--- START Page extract ---
= Pauline Gaillard =

French film editor

Pauline Gaillard is a French film editor. She is most noted for her work on the films Declaration of War (La Guerre est déclarée), for which she was a César Award nominee for Best Editing at the 37th César Awards in 2012; Babysitter, for which she was a Prix Iris nominee for Best Editing at the 25th Quebec Cinema Awards in 2023; and The Nature of Love (Simple comme Sylvain), for which she was a Canadian Screen Award nominee for Best Editing at the 12th Canadian Screen Awards in 2024.
--- END Page extract ---
--- START Source records ---
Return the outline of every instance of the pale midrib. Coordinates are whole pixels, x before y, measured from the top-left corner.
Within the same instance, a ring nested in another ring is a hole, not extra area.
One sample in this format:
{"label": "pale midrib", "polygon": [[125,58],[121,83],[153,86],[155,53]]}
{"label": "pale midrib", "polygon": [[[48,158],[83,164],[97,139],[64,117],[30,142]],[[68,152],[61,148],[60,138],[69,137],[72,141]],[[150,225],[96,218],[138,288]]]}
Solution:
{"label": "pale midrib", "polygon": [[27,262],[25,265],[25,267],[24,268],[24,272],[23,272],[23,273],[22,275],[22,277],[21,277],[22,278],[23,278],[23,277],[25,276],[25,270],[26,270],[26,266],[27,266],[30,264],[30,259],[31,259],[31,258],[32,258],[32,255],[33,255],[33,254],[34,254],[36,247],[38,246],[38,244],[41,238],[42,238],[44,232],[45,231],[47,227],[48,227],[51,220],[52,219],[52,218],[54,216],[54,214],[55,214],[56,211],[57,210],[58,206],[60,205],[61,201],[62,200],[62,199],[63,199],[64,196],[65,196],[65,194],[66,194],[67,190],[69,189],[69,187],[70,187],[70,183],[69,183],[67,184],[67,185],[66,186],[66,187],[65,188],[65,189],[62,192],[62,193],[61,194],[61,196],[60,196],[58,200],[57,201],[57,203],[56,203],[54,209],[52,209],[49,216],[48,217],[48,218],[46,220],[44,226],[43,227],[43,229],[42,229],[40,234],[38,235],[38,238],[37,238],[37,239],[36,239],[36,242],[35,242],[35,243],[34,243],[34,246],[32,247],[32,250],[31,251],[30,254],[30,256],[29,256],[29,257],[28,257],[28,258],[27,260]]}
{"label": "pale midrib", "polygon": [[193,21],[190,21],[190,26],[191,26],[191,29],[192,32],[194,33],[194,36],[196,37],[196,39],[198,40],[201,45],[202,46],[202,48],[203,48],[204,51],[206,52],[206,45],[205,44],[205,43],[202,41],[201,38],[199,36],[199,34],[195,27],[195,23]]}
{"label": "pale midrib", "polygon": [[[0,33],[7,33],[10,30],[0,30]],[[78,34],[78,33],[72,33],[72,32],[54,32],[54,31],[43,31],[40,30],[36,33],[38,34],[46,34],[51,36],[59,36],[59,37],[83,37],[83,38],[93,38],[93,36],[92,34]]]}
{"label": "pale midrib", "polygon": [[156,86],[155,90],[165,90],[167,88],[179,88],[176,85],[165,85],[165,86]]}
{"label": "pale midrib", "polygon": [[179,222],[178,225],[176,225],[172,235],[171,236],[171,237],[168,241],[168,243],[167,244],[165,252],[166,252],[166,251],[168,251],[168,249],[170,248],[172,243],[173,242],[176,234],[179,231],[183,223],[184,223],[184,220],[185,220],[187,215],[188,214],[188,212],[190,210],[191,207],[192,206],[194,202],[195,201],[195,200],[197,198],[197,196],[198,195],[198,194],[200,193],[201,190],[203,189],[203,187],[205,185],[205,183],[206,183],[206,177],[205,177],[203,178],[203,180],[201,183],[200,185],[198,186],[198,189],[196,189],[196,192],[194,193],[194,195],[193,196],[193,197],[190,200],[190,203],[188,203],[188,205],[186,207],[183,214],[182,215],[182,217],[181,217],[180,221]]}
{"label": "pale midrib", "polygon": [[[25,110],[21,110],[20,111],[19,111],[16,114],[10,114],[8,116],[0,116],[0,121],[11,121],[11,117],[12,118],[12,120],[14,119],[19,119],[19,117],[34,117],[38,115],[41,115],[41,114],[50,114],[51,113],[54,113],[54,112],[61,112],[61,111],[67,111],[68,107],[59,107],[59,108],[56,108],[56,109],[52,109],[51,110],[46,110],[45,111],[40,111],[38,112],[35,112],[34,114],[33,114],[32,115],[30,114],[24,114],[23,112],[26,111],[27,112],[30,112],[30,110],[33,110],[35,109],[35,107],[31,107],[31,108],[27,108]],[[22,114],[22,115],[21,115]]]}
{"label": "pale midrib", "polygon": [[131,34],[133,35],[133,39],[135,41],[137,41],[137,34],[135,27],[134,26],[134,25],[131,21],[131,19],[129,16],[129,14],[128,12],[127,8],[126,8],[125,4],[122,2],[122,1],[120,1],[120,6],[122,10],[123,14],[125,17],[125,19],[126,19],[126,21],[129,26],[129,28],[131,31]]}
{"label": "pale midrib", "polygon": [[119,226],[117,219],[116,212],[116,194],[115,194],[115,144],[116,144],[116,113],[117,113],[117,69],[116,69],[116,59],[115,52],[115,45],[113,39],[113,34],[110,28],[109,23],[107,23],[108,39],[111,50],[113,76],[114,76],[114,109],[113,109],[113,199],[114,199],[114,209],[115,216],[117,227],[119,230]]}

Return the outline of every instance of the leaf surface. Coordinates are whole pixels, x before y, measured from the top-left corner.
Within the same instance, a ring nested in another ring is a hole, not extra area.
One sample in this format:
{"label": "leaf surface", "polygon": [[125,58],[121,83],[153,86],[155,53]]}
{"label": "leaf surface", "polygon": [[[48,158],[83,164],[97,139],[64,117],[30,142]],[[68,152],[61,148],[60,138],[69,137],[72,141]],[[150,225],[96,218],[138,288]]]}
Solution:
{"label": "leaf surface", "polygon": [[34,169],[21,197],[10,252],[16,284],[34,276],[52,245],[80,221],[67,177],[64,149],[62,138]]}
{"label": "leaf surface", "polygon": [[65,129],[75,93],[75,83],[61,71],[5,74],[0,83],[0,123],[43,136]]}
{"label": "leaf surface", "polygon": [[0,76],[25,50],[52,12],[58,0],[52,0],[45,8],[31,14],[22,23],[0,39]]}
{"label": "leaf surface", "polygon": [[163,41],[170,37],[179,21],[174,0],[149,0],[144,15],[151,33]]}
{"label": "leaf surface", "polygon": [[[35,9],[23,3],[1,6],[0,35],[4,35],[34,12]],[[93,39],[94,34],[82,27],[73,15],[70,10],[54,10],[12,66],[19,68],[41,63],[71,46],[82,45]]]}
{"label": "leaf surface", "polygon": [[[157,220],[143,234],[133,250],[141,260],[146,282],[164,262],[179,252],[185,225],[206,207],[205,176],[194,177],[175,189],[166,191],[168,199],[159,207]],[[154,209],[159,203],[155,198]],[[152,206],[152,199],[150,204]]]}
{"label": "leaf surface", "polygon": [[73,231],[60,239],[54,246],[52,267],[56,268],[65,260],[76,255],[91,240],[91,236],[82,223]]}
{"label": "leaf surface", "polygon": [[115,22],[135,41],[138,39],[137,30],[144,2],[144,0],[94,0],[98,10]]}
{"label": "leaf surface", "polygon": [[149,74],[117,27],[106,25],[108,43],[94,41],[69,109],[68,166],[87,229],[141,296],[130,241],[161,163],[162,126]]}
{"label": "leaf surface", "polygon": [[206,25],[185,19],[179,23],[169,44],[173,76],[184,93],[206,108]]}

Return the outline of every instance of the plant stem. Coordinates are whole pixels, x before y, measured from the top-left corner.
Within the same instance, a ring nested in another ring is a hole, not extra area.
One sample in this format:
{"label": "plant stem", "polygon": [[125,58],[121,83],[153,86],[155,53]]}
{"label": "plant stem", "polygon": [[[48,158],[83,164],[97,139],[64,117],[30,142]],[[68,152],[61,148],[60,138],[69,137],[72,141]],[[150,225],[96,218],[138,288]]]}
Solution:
--- END Source records ---
• **Written task 1**
According to the text on Pauline Gaillard, for which film was she nominated for a César Award for Best Editing?
• **Written task 2**
Copy out the lines of the records that run from the line containing "Return the outline of every instance of the plant" through the end of the records, inclusive.

• **Correct output 1**
Declaration of War (La Guerre est déclarée)

• **Correct output 2**
Return the outline of every instance of the plant stem. Coordinates are whole pixels, x before y, measured from the top-left corner.
Within the same instance, a ring nested in another ring is a hole, not extra area.
One sample in this format:
{"label": "plant stem", "polygon": [[125,58],[121,83],[153,86],[155,53]]}
{"label": "plant stem", "polygon": [[[48,158],[83,164],[97,139],[64,117],[30,142]],[[68,152],[61,148],[60,138],[69,137],[72,141]],[[150,225],[96,218],[138,288]]]}
Solution:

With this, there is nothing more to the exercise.